[[ PROVIDED PASSAGE, beginning ]]

Deephaven process ports

Deephaven processes listen on various TCP ports and port ranges. All ports are configurable.

TCP ports can be configured in the property files:

/etc/sysconfig/illumon.d/resources/*.prop

The default Deephaven ports and port ranges follow.

TCP Ports:

22013
22012
8084

Component: Remote Query Dispatcher (RQD)

Process name: db_query_server

Properties:

RemoteQueryDispatcherParameters.queryPort=22013
RemoteQueryDispatcher.workerPort=22012
RemoteQueryDispatcher.webPort=8084

TCP Ports:

30002
30003
8085

Component: Remote Merge Dispatcher (RMD)

Process name: db_merge_server

Properties:

RemoteQueryDispatcherParameters.queryPort=30002
RemoteQueryDispatcher.workerPort=30003
RemoteQueryDispatcher.webPort=8085

TCP Ports: 23000-24999

Component: RQD Workers

Process name: RemoteQueryDispatcher_worker_<number>

Properties:

RemoteQueryDispatcher.workerServerPorts=23000-23999
RemoteQueryDispatcher.workerServerWebsocketPorts=24000-24999

TCP Ports:

32000-32999
25000-25999

Component: RMD Workers

Process name: RemoteQueryDispatcher_worker_<number>

Properties:

RemoteQueryDispatcher.workerServerPorts=32000-32999
RemoteQueryDispatcher.workerServerWebsocketPorts=25000-25999

TCP Ports:

22021
22015

Component: Data Import Server

Process name: db_dis

Properties:

routing_service.yml:

dataImportServers:
   db_dis:
     tailerPort: 22021
     tableDataPort: 22015

TCP Ports: 22020

Component: Log Aggregator Server

Process name: log_aggregator_service

Properties:

routing_service.yml:

logAggregatorServers:
  log_aggregator_service:
     port: 22020

TCP Ports: 22014

Component: Local Data Table

Process name: db_ltds

Properties:

routing_service.yml:

 tableDataServices:
   db_ltds:
     port: 22014

TCP Ports: 22016

Component: Table Data Cache Proxy

Process name: db_tdcp

Properties:

routing_service.yml:

tableDataServices:
  db_tdcp:
     port: 22016

TCP Ports: 22023

Component: Configuration Server (Centralized Schema Service, Data Routing Service and Configuration Service)

[[ PROVIDED PASSAGE, end ]]

Using the Deephaven port list above, answer these:
1. What is the process name of the Remote Merge Dispatcher?
2. What is the default tailer port of the Data Import Server?
3. Which TCP port does the Table Data Cache Proxy use?

[[ DATA EXTRACTS, beginning ]]

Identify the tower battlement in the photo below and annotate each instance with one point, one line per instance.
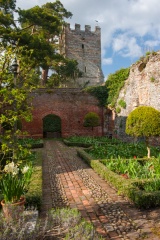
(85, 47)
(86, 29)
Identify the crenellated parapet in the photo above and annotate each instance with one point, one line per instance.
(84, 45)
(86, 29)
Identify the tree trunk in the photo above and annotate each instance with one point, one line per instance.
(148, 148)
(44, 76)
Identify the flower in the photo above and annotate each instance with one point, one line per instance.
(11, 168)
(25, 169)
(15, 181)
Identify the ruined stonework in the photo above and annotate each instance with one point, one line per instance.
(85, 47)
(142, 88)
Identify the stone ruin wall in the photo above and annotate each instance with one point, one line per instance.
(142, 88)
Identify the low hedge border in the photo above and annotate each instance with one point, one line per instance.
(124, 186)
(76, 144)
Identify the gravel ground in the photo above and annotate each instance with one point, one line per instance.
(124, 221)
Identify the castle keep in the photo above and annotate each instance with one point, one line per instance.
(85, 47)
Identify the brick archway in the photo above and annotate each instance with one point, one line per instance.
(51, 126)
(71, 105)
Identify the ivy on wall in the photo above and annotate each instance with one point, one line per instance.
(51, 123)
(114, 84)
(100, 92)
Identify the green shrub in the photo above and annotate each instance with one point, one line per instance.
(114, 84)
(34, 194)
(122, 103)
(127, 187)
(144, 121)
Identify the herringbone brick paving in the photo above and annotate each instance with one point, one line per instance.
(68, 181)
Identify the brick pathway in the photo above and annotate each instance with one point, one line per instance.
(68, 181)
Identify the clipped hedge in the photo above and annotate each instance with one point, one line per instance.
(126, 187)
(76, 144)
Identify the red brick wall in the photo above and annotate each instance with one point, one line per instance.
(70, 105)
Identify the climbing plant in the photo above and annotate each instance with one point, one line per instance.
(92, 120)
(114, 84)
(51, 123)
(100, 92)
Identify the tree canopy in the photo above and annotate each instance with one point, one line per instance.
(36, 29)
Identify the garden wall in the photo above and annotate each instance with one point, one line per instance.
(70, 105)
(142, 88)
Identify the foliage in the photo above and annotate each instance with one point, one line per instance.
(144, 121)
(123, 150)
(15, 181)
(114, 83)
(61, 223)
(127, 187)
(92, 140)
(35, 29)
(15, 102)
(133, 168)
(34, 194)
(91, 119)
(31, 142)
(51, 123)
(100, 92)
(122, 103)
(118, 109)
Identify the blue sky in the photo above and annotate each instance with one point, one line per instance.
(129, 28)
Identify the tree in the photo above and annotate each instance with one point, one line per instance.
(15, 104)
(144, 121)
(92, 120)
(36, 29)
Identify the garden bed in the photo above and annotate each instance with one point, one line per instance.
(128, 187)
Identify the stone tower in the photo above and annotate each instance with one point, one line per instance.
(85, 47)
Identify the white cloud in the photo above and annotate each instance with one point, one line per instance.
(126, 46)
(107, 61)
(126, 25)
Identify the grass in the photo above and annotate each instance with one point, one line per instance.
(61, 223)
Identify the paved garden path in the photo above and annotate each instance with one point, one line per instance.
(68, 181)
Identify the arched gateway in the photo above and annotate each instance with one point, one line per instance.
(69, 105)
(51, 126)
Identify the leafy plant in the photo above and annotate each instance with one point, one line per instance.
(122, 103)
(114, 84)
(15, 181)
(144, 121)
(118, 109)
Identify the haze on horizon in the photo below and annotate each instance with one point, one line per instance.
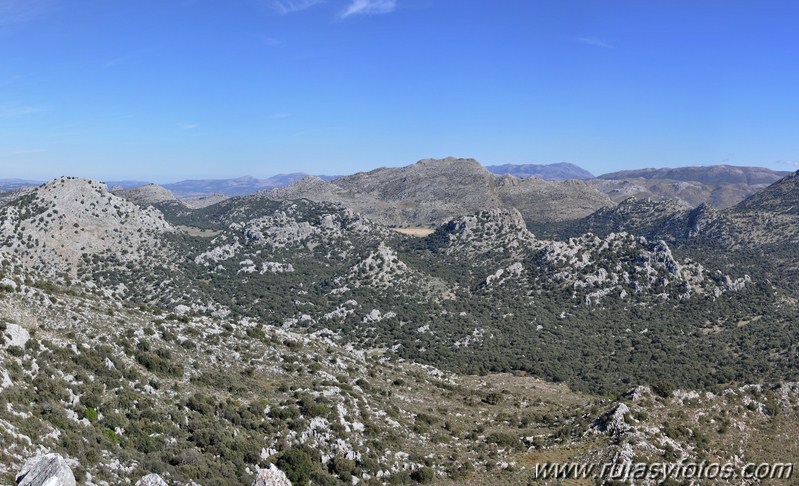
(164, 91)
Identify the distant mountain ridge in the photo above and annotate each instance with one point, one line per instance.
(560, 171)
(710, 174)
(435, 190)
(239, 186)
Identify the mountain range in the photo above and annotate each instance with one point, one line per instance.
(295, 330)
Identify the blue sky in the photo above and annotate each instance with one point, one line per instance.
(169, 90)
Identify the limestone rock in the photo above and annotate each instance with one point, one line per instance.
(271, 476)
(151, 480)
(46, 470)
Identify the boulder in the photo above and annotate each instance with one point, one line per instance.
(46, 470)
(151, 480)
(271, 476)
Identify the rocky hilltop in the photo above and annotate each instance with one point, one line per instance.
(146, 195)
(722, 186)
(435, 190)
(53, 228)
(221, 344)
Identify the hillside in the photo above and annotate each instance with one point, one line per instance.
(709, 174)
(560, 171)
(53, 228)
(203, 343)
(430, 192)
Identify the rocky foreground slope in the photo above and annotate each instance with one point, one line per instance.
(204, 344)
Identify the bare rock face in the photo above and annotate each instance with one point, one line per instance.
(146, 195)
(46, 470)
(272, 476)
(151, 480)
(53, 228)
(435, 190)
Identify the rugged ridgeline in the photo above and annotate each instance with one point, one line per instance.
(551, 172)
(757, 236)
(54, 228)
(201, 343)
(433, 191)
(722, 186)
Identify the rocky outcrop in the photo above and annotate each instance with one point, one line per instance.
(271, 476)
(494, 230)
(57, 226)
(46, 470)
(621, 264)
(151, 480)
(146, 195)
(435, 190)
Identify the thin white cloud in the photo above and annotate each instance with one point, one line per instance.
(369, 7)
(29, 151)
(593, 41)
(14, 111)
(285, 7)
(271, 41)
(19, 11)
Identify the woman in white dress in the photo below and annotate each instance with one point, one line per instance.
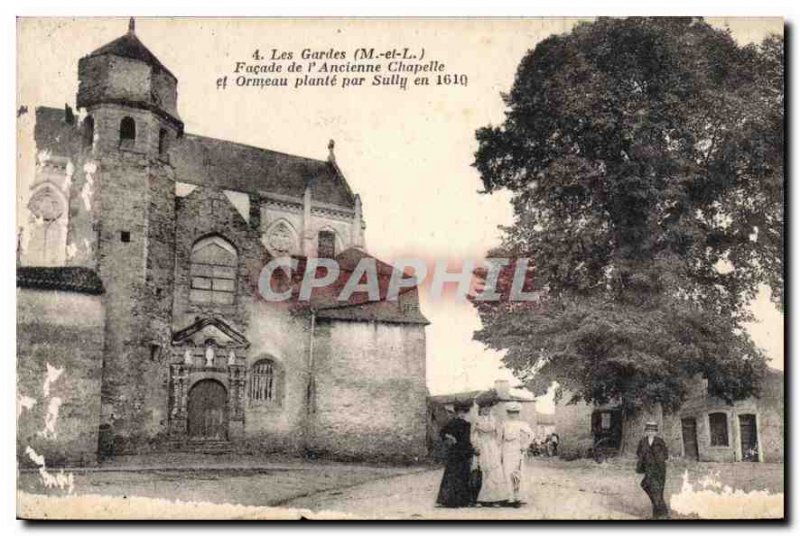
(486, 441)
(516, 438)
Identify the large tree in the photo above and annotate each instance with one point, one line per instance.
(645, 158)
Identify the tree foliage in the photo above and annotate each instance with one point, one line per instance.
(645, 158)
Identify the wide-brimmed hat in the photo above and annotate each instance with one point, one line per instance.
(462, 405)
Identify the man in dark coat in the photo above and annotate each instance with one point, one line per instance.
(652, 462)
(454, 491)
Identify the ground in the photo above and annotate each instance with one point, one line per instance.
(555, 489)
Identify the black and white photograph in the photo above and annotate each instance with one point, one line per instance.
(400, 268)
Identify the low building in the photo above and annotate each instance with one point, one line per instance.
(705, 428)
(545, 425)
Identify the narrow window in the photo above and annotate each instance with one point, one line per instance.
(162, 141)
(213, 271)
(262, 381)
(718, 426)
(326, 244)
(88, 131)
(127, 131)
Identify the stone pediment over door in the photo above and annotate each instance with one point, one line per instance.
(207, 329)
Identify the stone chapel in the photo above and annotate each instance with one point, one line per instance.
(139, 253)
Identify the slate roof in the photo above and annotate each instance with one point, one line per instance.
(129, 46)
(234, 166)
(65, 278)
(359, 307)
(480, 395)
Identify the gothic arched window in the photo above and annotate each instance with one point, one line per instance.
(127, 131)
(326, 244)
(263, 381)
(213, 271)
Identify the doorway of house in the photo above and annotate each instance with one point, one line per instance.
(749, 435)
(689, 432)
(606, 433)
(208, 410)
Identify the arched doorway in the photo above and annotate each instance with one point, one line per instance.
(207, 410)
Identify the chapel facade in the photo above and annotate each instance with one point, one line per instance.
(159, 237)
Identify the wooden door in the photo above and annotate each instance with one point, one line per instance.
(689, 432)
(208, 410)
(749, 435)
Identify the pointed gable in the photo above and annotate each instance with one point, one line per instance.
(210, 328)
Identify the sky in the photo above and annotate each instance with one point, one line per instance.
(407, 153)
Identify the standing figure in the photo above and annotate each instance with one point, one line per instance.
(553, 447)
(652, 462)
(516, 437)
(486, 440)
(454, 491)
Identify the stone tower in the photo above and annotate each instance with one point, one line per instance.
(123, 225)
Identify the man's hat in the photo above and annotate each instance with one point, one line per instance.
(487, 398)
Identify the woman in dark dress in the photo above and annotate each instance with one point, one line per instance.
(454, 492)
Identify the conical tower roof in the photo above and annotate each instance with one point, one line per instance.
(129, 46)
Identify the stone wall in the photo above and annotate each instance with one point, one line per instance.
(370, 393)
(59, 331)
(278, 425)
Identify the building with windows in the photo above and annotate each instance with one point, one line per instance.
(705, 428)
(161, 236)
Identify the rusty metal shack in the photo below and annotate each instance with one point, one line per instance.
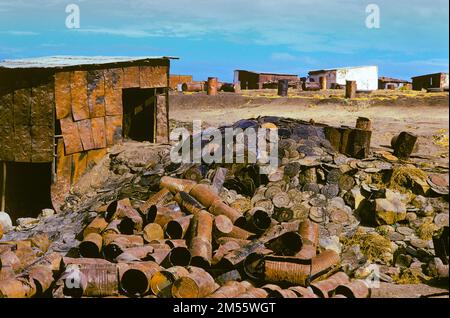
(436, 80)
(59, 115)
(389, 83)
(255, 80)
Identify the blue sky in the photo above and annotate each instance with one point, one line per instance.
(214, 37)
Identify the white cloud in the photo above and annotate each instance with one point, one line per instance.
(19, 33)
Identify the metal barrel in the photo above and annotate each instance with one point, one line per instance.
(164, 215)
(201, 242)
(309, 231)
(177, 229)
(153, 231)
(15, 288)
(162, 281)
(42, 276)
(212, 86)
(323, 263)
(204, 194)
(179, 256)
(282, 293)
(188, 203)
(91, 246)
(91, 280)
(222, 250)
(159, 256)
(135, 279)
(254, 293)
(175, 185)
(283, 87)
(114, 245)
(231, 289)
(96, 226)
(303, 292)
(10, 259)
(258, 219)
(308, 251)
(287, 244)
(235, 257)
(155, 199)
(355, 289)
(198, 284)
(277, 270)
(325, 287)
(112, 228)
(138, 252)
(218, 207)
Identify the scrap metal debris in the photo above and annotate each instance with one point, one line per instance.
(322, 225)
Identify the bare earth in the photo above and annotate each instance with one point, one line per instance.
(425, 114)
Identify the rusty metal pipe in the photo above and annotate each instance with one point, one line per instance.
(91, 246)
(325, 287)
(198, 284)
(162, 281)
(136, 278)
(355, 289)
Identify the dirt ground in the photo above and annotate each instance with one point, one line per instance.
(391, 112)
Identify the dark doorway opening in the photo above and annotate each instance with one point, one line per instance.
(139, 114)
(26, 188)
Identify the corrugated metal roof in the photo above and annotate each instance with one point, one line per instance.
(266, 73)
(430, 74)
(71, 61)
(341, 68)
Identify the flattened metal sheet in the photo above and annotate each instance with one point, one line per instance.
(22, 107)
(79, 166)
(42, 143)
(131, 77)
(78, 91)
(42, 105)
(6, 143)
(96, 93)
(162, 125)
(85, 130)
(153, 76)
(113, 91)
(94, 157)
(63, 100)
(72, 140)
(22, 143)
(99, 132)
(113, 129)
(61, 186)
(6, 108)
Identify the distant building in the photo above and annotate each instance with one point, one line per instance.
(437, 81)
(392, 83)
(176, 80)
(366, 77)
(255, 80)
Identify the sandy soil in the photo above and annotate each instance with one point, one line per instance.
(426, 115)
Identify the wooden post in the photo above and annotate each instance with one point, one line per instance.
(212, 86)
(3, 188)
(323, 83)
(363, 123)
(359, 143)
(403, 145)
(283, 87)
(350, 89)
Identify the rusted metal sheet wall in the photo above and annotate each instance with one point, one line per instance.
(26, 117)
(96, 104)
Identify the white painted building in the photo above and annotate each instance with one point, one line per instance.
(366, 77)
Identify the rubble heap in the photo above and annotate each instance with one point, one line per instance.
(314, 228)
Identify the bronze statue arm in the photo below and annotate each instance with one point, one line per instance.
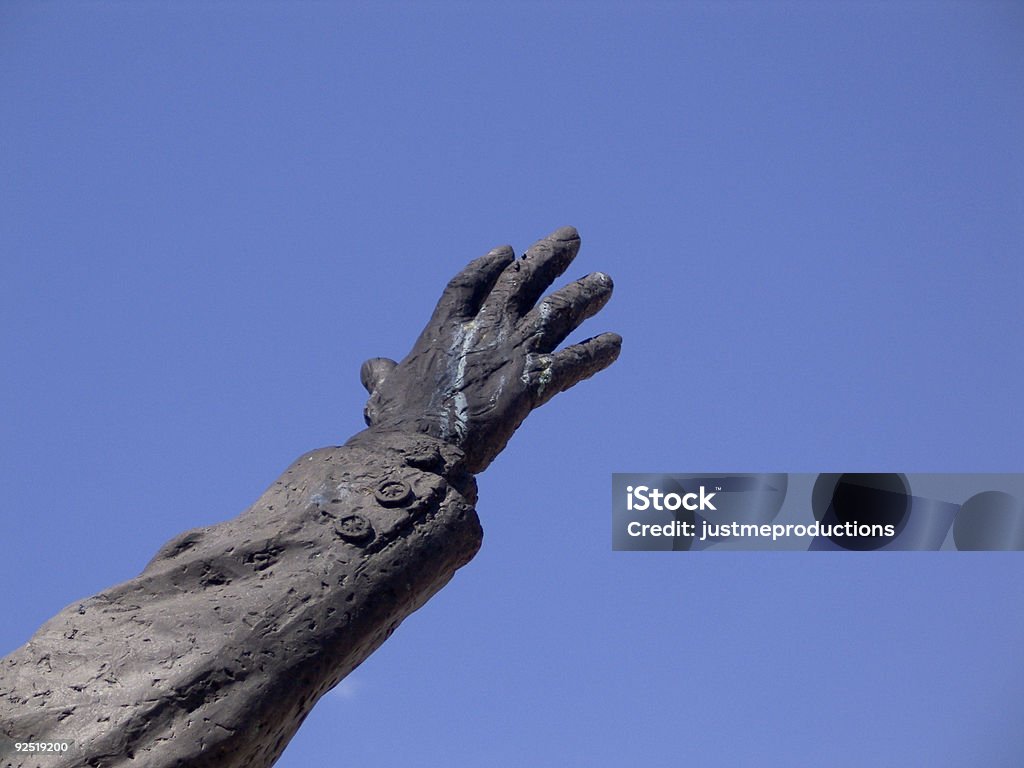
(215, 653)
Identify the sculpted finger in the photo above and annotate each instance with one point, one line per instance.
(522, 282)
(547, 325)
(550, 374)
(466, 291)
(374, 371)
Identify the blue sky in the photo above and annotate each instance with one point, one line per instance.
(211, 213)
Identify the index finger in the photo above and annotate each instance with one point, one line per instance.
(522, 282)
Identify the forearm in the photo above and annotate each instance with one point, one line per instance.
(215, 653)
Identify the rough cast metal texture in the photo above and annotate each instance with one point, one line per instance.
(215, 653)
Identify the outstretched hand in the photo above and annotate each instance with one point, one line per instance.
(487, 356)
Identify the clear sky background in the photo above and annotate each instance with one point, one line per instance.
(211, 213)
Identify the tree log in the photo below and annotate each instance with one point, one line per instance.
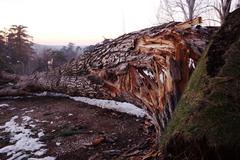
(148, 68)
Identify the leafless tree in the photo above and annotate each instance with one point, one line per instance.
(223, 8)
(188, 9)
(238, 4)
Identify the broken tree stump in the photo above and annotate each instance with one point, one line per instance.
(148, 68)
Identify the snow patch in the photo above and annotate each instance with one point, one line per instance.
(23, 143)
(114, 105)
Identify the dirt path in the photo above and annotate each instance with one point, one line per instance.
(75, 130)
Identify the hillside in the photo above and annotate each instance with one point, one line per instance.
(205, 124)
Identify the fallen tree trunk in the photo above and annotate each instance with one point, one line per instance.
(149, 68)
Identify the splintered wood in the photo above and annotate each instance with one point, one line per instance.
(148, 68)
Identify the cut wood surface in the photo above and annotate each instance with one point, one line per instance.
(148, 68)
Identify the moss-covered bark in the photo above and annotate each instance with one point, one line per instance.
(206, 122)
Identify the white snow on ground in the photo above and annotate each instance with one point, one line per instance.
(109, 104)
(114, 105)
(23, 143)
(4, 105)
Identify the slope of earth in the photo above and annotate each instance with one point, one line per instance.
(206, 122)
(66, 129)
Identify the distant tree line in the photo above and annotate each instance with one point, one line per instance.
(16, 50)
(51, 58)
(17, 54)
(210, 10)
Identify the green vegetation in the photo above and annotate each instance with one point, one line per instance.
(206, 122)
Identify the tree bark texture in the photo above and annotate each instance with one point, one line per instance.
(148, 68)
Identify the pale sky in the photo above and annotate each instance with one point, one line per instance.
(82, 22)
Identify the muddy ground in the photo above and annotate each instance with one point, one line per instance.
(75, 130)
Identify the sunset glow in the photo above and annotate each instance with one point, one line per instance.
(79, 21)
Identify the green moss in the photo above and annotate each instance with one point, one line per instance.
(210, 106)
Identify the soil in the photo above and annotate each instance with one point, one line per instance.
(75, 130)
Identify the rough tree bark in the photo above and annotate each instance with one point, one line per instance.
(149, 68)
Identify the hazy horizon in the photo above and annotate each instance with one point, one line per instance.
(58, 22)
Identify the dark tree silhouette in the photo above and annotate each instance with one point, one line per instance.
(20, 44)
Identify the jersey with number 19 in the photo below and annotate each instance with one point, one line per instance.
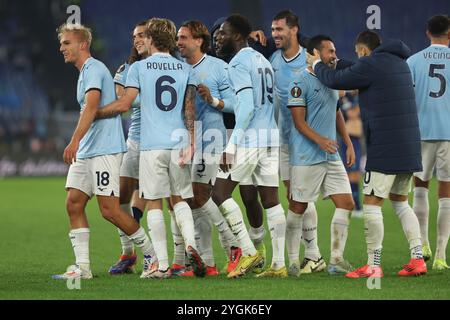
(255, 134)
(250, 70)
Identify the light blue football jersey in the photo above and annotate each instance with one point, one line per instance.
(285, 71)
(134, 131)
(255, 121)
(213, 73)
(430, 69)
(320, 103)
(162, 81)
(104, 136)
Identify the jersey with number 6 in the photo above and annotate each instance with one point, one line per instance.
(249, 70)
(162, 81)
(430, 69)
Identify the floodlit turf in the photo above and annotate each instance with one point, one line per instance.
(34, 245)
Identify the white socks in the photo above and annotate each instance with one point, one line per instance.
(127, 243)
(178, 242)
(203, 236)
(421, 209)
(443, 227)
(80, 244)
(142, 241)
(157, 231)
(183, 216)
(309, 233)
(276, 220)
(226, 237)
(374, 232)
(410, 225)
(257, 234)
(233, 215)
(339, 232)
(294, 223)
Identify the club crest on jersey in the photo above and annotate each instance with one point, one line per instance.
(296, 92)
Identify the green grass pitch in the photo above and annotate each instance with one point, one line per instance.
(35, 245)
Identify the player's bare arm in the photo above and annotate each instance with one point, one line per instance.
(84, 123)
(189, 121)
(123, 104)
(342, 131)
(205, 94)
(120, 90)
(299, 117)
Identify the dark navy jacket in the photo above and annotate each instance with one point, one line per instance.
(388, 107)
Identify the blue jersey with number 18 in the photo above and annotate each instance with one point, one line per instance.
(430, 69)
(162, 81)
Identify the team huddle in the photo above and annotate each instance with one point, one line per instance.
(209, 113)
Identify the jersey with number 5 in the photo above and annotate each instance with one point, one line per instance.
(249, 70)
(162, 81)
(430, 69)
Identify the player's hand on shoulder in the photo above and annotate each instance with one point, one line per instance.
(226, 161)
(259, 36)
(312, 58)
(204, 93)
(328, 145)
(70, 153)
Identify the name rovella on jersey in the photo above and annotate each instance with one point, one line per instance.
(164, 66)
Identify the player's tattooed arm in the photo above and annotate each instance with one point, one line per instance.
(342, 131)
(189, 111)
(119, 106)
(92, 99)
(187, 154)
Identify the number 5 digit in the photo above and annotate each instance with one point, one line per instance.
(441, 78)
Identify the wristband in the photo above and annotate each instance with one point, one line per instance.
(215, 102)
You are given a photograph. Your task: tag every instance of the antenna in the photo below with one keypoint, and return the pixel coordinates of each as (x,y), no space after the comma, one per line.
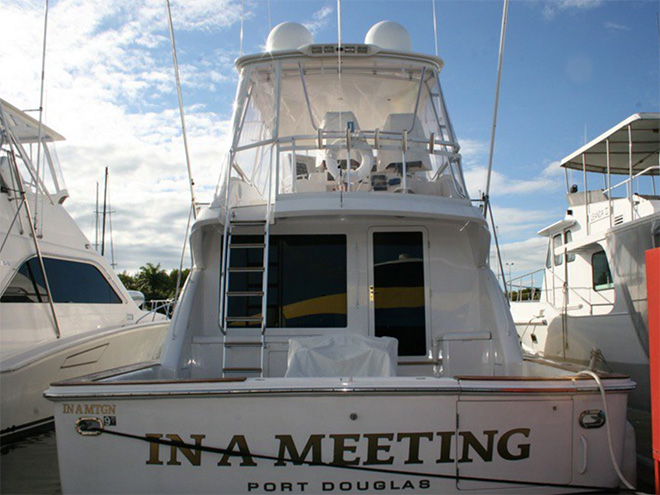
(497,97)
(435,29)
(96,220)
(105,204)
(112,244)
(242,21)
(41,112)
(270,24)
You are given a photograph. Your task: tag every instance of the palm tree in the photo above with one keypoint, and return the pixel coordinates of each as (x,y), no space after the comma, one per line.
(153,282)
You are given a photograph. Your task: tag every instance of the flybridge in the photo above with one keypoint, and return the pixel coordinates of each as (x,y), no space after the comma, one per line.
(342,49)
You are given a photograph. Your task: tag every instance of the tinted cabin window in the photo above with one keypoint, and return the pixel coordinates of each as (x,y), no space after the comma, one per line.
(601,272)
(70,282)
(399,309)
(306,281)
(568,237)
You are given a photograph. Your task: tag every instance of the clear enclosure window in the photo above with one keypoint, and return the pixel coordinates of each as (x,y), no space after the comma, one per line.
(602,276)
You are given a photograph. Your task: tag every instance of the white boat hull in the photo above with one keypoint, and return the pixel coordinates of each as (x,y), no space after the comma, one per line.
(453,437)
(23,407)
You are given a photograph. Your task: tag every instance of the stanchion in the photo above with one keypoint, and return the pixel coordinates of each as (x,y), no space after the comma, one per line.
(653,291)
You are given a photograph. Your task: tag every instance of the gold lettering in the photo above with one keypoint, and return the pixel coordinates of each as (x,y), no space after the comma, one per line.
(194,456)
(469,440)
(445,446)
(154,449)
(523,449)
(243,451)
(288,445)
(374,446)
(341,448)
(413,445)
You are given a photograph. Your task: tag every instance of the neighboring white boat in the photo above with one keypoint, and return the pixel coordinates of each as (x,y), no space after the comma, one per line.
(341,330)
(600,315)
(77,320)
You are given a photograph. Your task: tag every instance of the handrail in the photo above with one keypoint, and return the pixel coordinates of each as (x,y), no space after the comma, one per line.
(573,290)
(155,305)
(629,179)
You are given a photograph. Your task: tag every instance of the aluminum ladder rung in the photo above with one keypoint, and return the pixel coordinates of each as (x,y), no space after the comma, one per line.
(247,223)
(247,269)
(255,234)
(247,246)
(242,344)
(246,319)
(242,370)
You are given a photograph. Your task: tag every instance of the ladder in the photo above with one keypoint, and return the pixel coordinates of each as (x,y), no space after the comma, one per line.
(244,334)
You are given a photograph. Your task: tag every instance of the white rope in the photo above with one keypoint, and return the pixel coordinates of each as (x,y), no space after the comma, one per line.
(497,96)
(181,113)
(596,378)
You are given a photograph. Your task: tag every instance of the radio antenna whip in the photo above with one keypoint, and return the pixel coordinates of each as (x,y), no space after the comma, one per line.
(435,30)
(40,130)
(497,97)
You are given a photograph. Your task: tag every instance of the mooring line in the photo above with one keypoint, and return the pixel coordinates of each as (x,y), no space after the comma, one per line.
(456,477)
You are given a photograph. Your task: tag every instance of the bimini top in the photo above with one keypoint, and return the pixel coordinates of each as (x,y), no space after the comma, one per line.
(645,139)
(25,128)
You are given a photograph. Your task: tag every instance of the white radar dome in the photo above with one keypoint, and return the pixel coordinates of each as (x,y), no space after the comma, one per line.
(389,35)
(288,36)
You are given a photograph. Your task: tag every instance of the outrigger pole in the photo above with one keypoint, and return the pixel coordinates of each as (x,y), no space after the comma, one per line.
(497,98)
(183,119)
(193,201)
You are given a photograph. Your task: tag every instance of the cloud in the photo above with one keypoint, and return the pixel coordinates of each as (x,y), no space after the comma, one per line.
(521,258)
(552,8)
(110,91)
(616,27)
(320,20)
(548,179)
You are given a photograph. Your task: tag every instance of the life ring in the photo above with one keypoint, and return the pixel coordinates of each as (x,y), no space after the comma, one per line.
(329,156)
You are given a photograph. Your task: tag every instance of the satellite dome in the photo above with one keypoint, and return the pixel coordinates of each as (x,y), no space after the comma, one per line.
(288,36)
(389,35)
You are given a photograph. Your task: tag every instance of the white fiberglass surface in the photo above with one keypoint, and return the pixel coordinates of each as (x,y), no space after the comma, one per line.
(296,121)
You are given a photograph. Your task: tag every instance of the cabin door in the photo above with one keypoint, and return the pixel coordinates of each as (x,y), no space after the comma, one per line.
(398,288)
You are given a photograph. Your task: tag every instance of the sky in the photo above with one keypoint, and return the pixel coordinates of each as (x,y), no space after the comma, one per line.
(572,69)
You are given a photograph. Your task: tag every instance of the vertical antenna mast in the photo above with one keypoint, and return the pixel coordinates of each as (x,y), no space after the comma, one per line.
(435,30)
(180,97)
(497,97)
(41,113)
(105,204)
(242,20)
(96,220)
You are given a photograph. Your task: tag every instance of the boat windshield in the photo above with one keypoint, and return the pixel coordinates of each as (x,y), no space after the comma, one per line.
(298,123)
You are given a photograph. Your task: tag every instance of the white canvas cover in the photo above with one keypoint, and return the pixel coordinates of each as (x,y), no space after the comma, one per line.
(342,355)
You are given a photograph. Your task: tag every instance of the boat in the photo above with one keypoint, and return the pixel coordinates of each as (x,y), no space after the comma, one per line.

[[ DATA EXTRACTS, end ]]

■ SOLUTION FOR THIS TASK
1. db_merge_server
2. 22021
3. 22016